▸ Text provided
Tux

...making Linux just a little more fun!

2-cent tip - rpath

Oscar Laycock [oscar_laycock at yahoo.co.uk]


Thu, 8 Oct 2009 02:17:44 -0700 (PDT)

This all started when I wanted to run the latest version of Firefox. I decided to build my own from source. But my kernel, assembler, compiler and C library were too old - in fact, nine years old. So I built new ones under the /usr/local directory. I used the Linux From Scratch book as a guide.

Now when I build new programs, I set the GCC compiler's "rpath" option to point to the libraries in /usr/local rather than in the usual /lib and /usr/lib. The rpath is a list of libraries at the start of a program that can tell Linux where to look for shared libraries when Linux runs a program. A program called the "dynamic linker" does the job. On my system it is "/lib/ld-linux.so.2". You can see a program's rpath by running a command such as "readelf -a /bin/ls". Of course, normally there isn't one. Also you can watch the dynamic linker at work using the "ldd" command. I set GCC's rpath by including it in the CFLAGS environment variable when configuring programs before building them. (You typically type "configure", "make" and "make install" to build a program.) I found a small number of programs ignore CFLAGS, so I made the gcc program a shell script, which then calls the real gcc with the right rpath option.

▸ Data entries
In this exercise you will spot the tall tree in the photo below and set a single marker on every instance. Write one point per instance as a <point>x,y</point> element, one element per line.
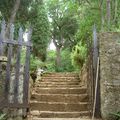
<point>40,25</point>
<point>63,25</point>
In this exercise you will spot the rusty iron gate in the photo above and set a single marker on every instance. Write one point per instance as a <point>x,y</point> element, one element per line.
<point>11,55</point>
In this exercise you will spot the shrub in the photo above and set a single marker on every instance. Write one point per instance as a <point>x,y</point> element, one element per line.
<point>78,55</point>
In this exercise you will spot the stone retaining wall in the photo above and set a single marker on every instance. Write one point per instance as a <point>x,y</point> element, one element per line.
<point>109,73</point>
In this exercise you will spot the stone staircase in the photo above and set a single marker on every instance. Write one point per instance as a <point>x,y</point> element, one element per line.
<point>59,95</point>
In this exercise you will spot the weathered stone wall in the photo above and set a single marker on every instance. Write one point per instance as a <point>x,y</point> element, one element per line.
<point>109,73</point>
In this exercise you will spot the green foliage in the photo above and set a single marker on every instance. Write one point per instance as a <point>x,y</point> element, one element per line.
<point>2,116</point>
<point>40,36</point>
<point>50,62</point>
<point>66,65</point>
<point>35,63</point>
<point>78,55</point>
<point>116,116</point>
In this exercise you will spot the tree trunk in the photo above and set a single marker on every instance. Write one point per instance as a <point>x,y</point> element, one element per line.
<point>58,58</point>
<point>108,13</point>
<point>12,17</point>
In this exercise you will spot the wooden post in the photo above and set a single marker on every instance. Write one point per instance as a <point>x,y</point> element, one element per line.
<point>26,76</point>
<point>8,68</point>
<point>17,68</point>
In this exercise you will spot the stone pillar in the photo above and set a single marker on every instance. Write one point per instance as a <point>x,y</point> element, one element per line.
<point>109,73</point>
<point>16,114</point>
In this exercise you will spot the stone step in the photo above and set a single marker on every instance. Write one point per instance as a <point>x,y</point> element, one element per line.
<point>58,86</point>
<point>61,90</point>
<point>61,74</point>
<point>67,98</point>
<point>83,118</point>
<point>61,107</point>
<point>59,77</point>
<point>59,83</point>
<point>52,114</point>
<point>59,80</point>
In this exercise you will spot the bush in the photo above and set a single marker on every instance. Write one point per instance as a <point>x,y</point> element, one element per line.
<point>78,55</point>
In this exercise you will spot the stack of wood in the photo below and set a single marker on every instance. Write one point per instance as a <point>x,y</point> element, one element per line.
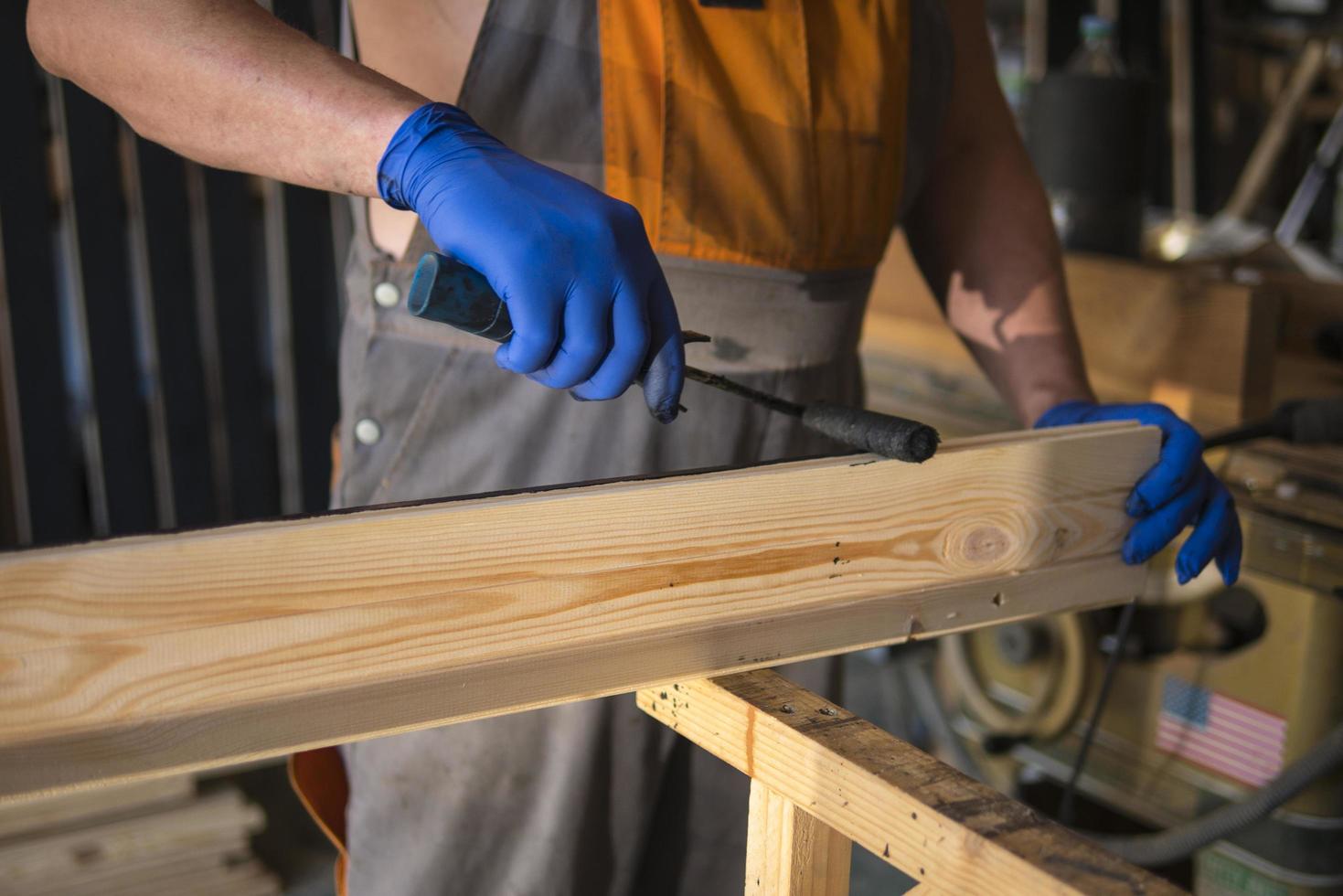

▸ Requests
1. Decide whether each statement below agrees with the rpath tip. Answer yes or no for each, and quote the words of the tip that decide it.
(a) The author's kernel, assembler, compiler and C library were nine years old.
(b) Programs usually have an rpath.
(c) On the author's system, the dynamic linker is "/lib/ld-linux.so.2".
2. According to the rpath tip, which command lets you watch the dynamic linker at work?
3. Rewrite the paragraph of the rpath tip that begins "Now when I build new programs" as a short list that keeps its main facts.

▸ Exercise results
1.
(a) Yes: "my kernel, assembler, compiler and C library were too old - in fact, nine years old."
(b) No: "Of course, normally there isn't one."
(c) Yes: "On my system it is "/lib/ld-linux.so.2"."

2. The "ldd" command.

3.
- When building new programs, the author sets GCC's "rpath" option to point to the libraries in /usr/local instead of /lib and /usr/lib.
- The rpath is a list at the start of a program that tells Linux where to look for shared libraries when it runs the program.
- The dynamic linker does this job. On the author's system it is "/lib/ld-linux.so.2".
- "readelf -a /bin/ls" shows a program's rpath, though normally there isn't one. "ldd" shows the dynamic linker at work.
- The author sets the rpath through the CFLAGS environment variable when configuring programs.
- A few programs ignore CFLAGS, so the author made gcc a shell script that calls the real gcc with the right rpath option.